PROBLEM DETAILS
Could you reproduce, word for word, the part of the transcript below on ECB and Bank of England strategies from "Comparing ECB and" up to and including "world, the Bank of England."?

TEXT BLOCK
Comparing ECB and Bank of England Strategies

00:06:19
Speaker
There are plenty more meetings taking place next week, including at the US Federal Reserve, which will see Kevin Walsh's first meeting as chair. There are also meetings from the Bank of Japan and, in your part of the world, the Bank of England.
00:06:33
Speaker
So what do we think the Bank of England is going to do at its next meeting? We don't see a rate rise, which is an interesting juxtaposition, I think, to the ECB. That said, though, there could be an interesting vote split on the Monetary Policy Committee. You know, in our expectation, we think two MPC members of nine will vote for a rate rise, but it could be up to four. So it could be a fairly split vote. But crucially, this is really important, the Governor Andrew Bailey seems to potentially see the world a bit differently in the UK to what the ECB does for the Eurozone. Andrew Bailey quite recently has talked about not necessarily needing to ah respond immediately to an energy price shock, particularly, ultimately, if it turns out to be temporary. So I don't think Andrew Bailey himself is all that keen in terms of rushing for those rate rises. So it's on hold for the time being. Our forecast is that we will see ultimately two interest rate rises from the Bank of England. But given those dynamics on the Monetary Policy Committee and what we've heard from Andrew Bailey, the timing and the nature of potential rate rises um is is pretty open to uncertainty.
00:07:37
Speaker
And talking about uncertainty, in 2027, you see the ECB potentially coming back down again. What about the Bank of England? It's the same story for the Bank of England. We've got a two up, two down forecast ah in terms of 25 basis point moves ah for the Bank of England.

ITEMS

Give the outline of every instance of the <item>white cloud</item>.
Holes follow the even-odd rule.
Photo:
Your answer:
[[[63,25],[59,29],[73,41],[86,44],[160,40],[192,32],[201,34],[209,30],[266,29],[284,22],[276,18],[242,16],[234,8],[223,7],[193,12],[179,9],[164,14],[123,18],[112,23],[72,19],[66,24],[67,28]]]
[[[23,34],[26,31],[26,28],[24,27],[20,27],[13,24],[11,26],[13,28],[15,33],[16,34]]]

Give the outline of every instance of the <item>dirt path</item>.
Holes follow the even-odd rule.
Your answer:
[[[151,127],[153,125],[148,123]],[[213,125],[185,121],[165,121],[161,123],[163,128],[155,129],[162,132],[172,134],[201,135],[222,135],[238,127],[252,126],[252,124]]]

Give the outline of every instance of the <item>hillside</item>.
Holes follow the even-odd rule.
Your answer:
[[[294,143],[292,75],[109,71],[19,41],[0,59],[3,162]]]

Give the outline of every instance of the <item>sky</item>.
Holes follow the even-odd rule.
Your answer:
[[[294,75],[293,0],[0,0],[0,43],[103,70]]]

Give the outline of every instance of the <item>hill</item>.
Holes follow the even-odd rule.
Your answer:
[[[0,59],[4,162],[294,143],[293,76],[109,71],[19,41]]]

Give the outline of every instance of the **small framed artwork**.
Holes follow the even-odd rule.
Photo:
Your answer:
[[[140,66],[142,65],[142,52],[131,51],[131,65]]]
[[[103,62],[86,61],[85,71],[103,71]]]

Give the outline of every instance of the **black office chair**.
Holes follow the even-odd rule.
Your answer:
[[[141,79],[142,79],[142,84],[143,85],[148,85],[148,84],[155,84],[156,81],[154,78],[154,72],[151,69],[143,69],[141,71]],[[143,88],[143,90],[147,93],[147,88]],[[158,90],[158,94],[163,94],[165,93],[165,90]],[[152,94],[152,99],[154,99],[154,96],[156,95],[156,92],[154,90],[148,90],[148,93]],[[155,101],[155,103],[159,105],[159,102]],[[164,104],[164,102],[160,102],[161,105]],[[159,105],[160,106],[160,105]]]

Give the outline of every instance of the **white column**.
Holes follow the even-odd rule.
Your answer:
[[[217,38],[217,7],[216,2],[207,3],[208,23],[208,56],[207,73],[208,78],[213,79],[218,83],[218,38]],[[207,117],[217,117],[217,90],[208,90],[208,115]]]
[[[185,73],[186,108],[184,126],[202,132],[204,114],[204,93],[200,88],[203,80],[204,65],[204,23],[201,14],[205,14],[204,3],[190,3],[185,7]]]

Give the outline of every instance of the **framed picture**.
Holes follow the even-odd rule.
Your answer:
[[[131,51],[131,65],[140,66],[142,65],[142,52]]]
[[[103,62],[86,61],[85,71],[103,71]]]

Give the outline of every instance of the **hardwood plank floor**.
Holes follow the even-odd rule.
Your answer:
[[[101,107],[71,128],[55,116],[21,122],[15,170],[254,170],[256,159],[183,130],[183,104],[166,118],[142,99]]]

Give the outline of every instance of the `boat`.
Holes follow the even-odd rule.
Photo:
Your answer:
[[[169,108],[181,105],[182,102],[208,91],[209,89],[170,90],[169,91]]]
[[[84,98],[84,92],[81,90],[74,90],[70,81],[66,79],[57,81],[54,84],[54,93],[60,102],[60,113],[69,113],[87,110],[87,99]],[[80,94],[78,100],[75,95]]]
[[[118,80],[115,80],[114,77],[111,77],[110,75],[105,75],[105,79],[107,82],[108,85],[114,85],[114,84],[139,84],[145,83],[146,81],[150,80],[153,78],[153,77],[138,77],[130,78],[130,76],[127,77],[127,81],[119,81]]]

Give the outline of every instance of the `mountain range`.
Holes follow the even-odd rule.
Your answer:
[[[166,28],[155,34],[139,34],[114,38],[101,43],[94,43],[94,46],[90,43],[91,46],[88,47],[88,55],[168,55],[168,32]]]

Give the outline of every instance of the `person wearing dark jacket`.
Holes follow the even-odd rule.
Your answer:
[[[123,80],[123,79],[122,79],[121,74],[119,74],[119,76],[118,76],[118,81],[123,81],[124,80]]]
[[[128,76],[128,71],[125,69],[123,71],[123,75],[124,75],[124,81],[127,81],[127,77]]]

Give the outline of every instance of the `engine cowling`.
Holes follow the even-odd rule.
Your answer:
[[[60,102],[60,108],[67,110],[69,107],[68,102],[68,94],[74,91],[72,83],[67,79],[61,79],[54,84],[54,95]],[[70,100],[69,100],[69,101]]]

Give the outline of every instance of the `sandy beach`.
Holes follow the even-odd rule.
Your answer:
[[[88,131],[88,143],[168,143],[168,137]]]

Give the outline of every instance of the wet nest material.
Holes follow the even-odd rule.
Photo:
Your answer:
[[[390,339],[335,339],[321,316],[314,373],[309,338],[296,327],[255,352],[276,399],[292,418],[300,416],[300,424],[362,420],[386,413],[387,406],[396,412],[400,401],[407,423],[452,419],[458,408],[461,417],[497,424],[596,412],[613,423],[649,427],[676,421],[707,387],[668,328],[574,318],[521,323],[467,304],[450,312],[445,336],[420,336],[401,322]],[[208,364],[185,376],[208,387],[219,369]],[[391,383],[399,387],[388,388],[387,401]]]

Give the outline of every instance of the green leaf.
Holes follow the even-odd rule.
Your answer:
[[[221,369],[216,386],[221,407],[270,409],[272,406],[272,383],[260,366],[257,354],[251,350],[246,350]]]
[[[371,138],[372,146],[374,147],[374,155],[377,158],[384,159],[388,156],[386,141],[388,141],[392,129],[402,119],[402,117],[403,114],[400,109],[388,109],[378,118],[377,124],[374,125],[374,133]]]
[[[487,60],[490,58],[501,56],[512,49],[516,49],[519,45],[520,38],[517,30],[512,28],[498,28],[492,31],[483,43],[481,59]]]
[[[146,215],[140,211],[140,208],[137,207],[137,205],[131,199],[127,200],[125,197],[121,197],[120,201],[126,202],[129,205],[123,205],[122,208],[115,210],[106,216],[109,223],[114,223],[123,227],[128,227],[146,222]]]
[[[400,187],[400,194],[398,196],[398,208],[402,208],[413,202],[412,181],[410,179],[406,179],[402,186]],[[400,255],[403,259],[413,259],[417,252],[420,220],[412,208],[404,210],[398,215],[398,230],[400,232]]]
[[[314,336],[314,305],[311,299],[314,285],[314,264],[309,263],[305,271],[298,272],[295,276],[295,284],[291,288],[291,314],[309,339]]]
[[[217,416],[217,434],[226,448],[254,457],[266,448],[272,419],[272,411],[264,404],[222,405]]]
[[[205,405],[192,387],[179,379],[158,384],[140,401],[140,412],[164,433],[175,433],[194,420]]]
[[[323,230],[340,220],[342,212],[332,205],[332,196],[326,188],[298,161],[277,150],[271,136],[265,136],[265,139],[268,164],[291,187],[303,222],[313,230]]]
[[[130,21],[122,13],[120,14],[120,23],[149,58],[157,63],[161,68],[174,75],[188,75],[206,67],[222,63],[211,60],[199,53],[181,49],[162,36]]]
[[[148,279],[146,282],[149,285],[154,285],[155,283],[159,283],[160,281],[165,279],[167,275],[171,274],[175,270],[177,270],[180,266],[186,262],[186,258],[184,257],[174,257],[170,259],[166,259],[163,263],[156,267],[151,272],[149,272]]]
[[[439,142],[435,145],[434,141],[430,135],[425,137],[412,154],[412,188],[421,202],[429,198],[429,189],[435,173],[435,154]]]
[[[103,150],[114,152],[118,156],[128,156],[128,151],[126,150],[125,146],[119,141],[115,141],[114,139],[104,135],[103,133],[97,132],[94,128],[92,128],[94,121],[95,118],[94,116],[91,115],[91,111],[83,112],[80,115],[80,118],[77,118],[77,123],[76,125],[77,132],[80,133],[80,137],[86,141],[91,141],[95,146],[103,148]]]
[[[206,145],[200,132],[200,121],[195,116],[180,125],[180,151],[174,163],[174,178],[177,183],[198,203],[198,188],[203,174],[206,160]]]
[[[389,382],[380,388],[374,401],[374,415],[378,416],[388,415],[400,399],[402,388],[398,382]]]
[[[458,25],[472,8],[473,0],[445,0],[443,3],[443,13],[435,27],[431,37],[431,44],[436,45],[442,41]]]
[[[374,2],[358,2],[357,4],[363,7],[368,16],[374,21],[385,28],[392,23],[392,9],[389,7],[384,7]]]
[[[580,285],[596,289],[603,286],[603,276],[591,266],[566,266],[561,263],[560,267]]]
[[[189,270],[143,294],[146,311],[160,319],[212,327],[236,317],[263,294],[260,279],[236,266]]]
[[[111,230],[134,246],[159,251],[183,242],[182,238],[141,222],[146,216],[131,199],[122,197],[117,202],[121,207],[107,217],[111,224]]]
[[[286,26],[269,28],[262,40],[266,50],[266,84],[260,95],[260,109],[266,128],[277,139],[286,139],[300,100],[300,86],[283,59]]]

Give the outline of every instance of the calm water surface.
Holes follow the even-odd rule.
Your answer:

COMPLETE OUTPUT
Comparing ECB and Bank of England Strategies

00:06:19
Speaker
There are plenty more meetings taking place next week, including at the US Federal Reserve, which will see Kevin Walsh's first meeting as chair. There are also meetings from the Bank of Japan and, in your part of the world, the Bank of England.